▶ _Source text_
Parallels with The Sirens of Titan
A dystopian society similar to that of "Harrison Bergeron" appears in Vonnegut's 1959 novel The Sirens of Titan. When the Space Wanderer returns to Earth he finds a society in which handicaps are used to make all people equal, eradicating the supposedly ruinous effects of blind luck on human society. The narrator claims that now "the weakest and the meekest were bound to admit, at last, that the race of life was fair".

The strong are burdened with "handicaps" (consisting of "bags of lead shot" hung from various parts of the body) and the beautiful hide their advantageous appearance through "frumpish clothes, bad posture, chewing gum and a ghoulish use of cosmetics". Unlike in "Harrison Bergeron", however, the citizens in The Sirens of Titan choose to wear these handicaps voluntarily as an act of faith towards the Church of God the Utterly Indifferent, although it is suggested that not to do so would invite social condemnation. There are no handicaps for above-average intelligence mentioned in The Sirens of Titan. The society of "Harrison Bergeron" addresses differences in intellectual and cognitive ability and their entailing advantages.

Adaptations 
The story has been adapted for the screen at least four times.

PBS adapted several stories, including "Harrison Bergeron", in Between Time and Timbuktu (1972), with Avind Haerum in the title role.
In 1995, Showtime produced a full-length made-for-television adaptation entitled Harrison Bergeron, starring Sean Astin as the title character and Christopher Plummer as John Klaxon. The adaptation diverged from the plot considerably, featuring Harrison being recruited by the National Administration Center, a secret cabal of geniuses within the government who ensure that the handicapped America functions. Working for the television division, Harrison becomes dissatisfied with the status quo and attempts to start another American revolution by taking over the nation's television broadcasting. He broadcasts old unhandicapped movies and music, while encouraging people to remove the brain-handicapping "bands" on their heads.
In 2006, a short film also entitled Harrison Bergeron was released.
In 2009, another short film called 2081 was based on the original story and starred Armie Hammer as Harrison Bergeron. Joe Crowe, managing editor of the online magazine Revolution Science Fiction, described the movie as "stirring and dramatic" and said it "gets right to the point, and nails the adaptation in about 25 minutes."

▶ _Short task 1_
In the Harrison Bergeron text, who played the title character in the 1995 Showtime adaptation?
▶ _Short task 2_
Render this sentence from the Harrison Bergeron text in Spanish: "In 2006, a short film also entitled Harrison Bergeron was released."
▶ _Short task 3_
Please duplicate the part of the Harrison Bergeron text starting at "In 1995, Showtime" and ending at "on their heads.".
Rely only on the Harrison Bergeron text for your answers.

Entries from a point annotation set:
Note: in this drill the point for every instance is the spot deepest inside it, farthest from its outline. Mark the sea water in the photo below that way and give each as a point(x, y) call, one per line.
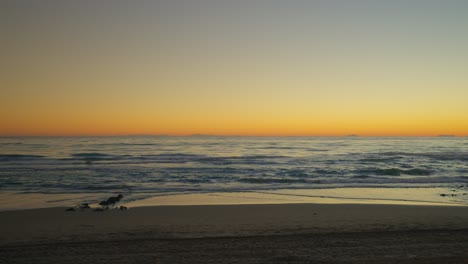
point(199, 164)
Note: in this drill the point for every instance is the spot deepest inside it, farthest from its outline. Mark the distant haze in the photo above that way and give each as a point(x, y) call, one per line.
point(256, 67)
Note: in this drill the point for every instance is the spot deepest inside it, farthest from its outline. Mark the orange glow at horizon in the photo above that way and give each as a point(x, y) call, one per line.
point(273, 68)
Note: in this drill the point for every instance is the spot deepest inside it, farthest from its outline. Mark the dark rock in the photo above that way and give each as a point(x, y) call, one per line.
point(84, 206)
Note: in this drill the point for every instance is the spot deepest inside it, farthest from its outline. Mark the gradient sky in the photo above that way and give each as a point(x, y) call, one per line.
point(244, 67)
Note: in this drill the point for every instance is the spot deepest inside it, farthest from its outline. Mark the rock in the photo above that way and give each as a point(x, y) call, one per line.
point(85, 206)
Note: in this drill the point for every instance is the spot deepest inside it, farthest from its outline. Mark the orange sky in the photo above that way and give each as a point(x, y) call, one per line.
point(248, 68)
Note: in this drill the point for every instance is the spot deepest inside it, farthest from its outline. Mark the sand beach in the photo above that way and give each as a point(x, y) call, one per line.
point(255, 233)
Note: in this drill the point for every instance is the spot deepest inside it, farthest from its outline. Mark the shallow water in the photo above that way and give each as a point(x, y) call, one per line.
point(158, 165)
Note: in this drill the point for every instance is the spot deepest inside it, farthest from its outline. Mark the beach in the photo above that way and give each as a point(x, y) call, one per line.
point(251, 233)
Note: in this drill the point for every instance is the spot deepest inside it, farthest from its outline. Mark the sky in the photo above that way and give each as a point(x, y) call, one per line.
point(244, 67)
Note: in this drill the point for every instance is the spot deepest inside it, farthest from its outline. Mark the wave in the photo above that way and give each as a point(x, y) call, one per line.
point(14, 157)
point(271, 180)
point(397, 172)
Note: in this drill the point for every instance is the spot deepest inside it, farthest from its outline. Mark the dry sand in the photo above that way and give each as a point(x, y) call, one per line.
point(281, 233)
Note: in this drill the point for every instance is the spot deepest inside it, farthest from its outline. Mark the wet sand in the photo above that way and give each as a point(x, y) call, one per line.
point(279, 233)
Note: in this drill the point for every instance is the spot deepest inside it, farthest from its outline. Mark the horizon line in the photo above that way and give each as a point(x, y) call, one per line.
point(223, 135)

▶ _Written reply 1_
Sean Astin

▶ _Written reply 2_
En 2006 se estrenó un cortometraje también titulado Harrison Bergeron.

▶ _Written reply 3_
In 1995, Showtime produced a full-length made-for-television adaptation entitled Harrison Bergeron, starring Sean Astin as the title character and Christopher Plummer as John Klaxon. The adaptation diverged from the plot considerably, featuring Harrison being recruited by the National Administration Center, a secret cabal of geniuses within the government who ensure that the handicapped America functions. Working for the television division, Harrison becomes dissatisfied with the status quo and attempts to start another American revolution by taking over the nation's television broadcasting. He broadcasts old unhandicapped movies and music, while encouraging people to remove the brain-handicapping "bands" on their heads.